**EXERCISE INSTRUCTIONS:**
(a) In the Baghdad bombing report, what did the first suicide bomber do in the market before detonating his explosive belt?
(b) Write the next part of the Baghdad bombing report, starting after its final sentence.

**EXERCISE PASSAGE:**
•••••
Islamic State claims deadly and rare twin blasts in Baghdad

Islamic State has claimed responsibility for a rare suicide attack that rocked central Baghdad, killing 32 people and wounding dozens

BAGHDAD -- The Islamic State claimed responsibility for a rare suicide attack that rocked central Baghdad, killing 32 people and wounding dozens.

The bombing targeted "apostate Shiites," the group said in a statement on an IS-affiliated website late Thursday.

At least 32 people were killed and over 100 people wounded in the blasts on Thursday. Some were in severe condition. According to officials, the first suicide bomber cried out loudly that he was ill in the middle of the bustling market, prompting a crowd to gather around him — and that’s when he detonated his explosive belt. The second detonated shortly after.
•••••
Source records
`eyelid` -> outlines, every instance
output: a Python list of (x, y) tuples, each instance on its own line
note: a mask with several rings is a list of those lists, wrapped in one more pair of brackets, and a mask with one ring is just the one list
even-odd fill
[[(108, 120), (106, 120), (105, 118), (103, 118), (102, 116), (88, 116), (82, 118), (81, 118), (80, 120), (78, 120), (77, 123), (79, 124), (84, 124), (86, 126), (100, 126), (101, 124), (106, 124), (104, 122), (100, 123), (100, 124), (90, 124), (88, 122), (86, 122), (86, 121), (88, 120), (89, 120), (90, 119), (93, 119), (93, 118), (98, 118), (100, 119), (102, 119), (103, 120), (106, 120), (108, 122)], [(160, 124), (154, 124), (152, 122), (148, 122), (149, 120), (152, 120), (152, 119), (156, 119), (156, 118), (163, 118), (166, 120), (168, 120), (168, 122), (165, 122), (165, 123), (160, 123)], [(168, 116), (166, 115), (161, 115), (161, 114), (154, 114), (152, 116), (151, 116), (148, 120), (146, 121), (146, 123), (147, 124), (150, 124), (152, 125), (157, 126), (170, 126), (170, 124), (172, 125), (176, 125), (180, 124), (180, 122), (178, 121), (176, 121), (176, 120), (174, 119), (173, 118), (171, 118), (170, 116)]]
•••••
**ANSWERS TO THE EXERCISES:**
(a) He cried out loudly that he was ill, which prompted a crowd to gather around him.

(b)
The U.S.-led coalition recently ceased combat activities and is gradually drawing down its troop presence in Iraq, sparking fears of an IS resurgence. The group has rarely been able to penetrate the capital since being dislodged by Iraqi forces and the U.S.-led coalition in 2017.

The attack was the first in nearly three years to hit the capital. Elsewhere, in northern Iraq and the western desert, attacks continue and almost exclusively target Iraqi security forces.

An increase in attacks was seen last summer as militants took advantage of the government’s focus on tackling the coronavirus pandemic and exploited security gaps across disputed territory in northern Iraq.